▶ [WRITTEN EXERCISE]
Write out the listing exactly as it is given.

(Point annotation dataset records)
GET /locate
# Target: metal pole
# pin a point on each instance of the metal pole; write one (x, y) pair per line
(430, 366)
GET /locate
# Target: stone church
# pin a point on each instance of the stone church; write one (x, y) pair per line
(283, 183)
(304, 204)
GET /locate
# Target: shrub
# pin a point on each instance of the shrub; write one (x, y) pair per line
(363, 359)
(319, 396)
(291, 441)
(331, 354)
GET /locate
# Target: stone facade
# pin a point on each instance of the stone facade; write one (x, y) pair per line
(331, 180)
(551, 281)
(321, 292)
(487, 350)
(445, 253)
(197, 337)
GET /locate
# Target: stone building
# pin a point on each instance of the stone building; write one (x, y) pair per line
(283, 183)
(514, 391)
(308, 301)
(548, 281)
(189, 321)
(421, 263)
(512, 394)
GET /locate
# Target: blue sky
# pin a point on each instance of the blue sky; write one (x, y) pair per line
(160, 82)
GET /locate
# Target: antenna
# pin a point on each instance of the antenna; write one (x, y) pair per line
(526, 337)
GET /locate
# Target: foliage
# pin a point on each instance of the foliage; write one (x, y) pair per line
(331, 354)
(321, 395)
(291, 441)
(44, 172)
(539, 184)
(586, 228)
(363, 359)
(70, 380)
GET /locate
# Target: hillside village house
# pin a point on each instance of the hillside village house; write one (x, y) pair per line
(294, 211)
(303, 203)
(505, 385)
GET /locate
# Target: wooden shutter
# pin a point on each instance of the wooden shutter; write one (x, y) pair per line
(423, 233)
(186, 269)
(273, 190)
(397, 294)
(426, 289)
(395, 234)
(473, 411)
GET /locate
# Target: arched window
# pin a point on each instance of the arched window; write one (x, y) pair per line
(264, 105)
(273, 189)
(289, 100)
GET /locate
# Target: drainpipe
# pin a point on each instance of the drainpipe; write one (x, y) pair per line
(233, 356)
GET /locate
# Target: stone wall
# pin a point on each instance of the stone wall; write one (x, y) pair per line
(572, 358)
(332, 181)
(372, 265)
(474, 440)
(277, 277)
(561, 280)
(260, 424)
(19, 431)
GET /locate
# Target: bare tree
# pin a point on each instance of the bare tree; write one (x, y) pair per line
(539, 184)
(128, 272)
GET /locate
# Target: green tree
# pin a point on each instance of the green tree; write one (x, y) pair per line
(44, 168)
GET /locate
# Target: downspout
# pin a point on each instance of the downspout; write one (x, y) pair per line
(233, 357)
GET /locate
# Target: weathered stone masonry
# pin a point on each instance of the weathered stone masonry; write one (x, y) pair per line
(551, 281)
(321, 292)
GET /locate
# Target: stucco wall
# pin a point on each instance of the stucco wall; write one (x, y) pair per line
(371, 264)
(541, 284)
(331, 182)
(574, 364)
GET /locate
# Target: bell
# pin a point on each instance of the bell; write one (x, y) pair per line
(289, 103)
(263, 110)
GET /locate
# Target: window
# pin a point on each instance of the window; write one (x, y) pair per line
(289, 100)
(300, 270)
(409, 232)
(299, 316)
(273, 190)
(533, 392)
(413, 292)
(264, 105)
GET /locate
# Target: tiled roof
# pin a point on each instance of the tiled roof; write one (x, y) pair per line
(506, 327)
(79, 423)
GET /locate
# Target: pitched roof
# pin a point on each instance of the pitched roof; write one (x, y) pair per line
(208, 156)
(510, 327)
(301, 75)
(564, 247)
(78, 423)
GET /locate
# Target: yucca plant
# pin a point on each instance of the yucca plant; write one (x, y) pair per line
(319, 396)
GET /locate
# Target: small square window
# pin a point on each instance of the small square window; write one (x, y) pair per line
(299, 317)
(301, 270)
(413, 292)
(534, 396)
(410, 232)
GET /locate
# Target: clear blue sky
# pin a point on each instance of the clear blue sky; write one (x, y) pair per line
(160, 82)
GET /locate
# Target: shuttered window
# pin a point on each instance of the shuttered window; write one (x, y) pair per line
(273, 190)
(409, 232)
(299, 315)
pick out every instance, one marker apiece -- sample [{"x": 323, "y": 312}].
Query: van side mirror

▶ [REPLY]
GET /locate
# Target: metal pole
# pin a point on each instance of the metal pole; write one (x, y) pair per line
(430, 366)
GET /locate
# Target: stone church
# pin a point on each instance of the stone church; write one (x, y) pair per line
(283, 183)
(304, 204)
GET /locate
# Target: shrub
# pin a point on each instance of the shrub; write one (x, y) pair per line
(363, 359)
(319, 396)
(291, 441)
(331, 354)
GET /locate
# Target: stone facade
# pin a point on each instance of the stone facade; write one (x, y) pair per line
(331, 180)
(551, 281)
(321, 292)
(487, 350)
(445, 253)
(197, 337)
GET /locate
# Target: stone building
# pin a point on each instance of the stone building; write one (x, y) pair per line
(283, 183)
(514, 391)
(308, 301)
(548, 281)
(189, 321)
(421, 263)
(512, 394)
GET /locate
# Target: blue sky
# pin a point on each instance of the blue sky; write one (x, y) pair per line
(160, 82)
GET /locate
# Target: antenna
# pin a point on each instance of the antenna; write one (x, y) pair per line
(526, 337)
GET /locate
# Target: foliage
# pin a point on each instance of the foliage; write one (x, y) pair per line
(331, 354)
(321, 395)
(291, 441)
(44, 172)
(539, 184)
(586, 228)
(363, 359)
(70, 380)
GET /locate
# Target: hillside village house
# pin a point on each instance of the hillside village house; write one (x, y) pair per line
(294, 211)
(303, 203)
(505, 385)
GET /locate
# Target: wooden shutter
# pin a point on each instance of the wooden shutter; write one (x, y) pair per line
(423, 233)
(186, 269)
(273, 190)
(397, 294)
(426, 289)
(395, 234)
(473, 411)
GET /locate
# Target: arched window
# pin a point on each instance of the arched window; write one (x, y) pair per line
(264, 105)
(273, 189)
(289, 100)
GET /locate
# Target: drainpipe
# pin a point on each instance of the drainpipe; write one (x, y) pair per line
(233, 356)
GET /locate
# Target: stone wall
# pin a point on each instance of the stone wall; write one (x, y) pair per line
(572, 358)
(332, 181)
(372, 265)
(474, 440)
(277, 277)
(561, 280)
(260, 424)
(19, 431)
GET /locate
# Target: bare tree
# pin a point on each instance of the bare tree; write one (x, y) pair per line
(539, 184)
(128, 272)
GET /locate
# Target: green tree
# pin a point on each instance of the green tree; write one (x, y) pair per line
(44, 168)
GET /locate
# Target: downspout
# pin a point on each instance of the downspout; write one (x, y) pair per line
(233, 357)
GET /locate
# Target: weathered stone masonry
# pin a point on each instance of the weathered stone masonry; write one (x, y) pair per line
(551, 281)
(321, 292)
GET /locate
# Target: stucco wall
# pin a point on each instance of the stucco wall; write one (x, y) pair per line
(371, 264)
(541, 284)
(331, 182)
(574, 364)
GET /locate
# Target: bell
# pin a point on each instance of the bell; write one (x, y) pair per line
(289, 103)
(263, 110)
GET /locate
# Target: window
# pin a point on each instance of the window; write one (x, y) pair per line
(289, 100)
(300, 270)
(409, 232)
(299, 316)
(273, 190)
(533, 392)
(413, 292)
(264, 105)
GET /locate
# Target: tiled roof
# pin a point on each instance of the tiled roof; write one (x, y) pair per line
(506, 327)
(79, 423)
GET /locate
# Target: pitched roof
# pin a point on each instance of the pitched roof; write one (x, y) pair per line
(208, 156)
(510, 327)
(301, 75)
(564, 247)
(78, 423)
GET /locate
# Target: yucca plant
# pin a point on each instance of the yucca plant; write one (x, y) pair per line
(319, 396)
GET /locate
# Target: small square window
# pin a point on each instance of the small square window; write one (x, y) pair per line
(299, 317)
(301, 270)
(413, 292)
(534, 396)
(410, 232)
GET /locate
# Target: clear blue sky
# pin a point on each instance of the clear blue sky; write one (x, y) pair per line
(160, 82)
GET /locate
# Target: shuttered window
# pin a point on each instance of the shuttered window; write one (x, y) pair per line
(273, 190)
(409, 232)
(299, 315)
pick out every instance, one marker apiece -- sample [{"x": 323, "y": 312}].
Query: van side mirror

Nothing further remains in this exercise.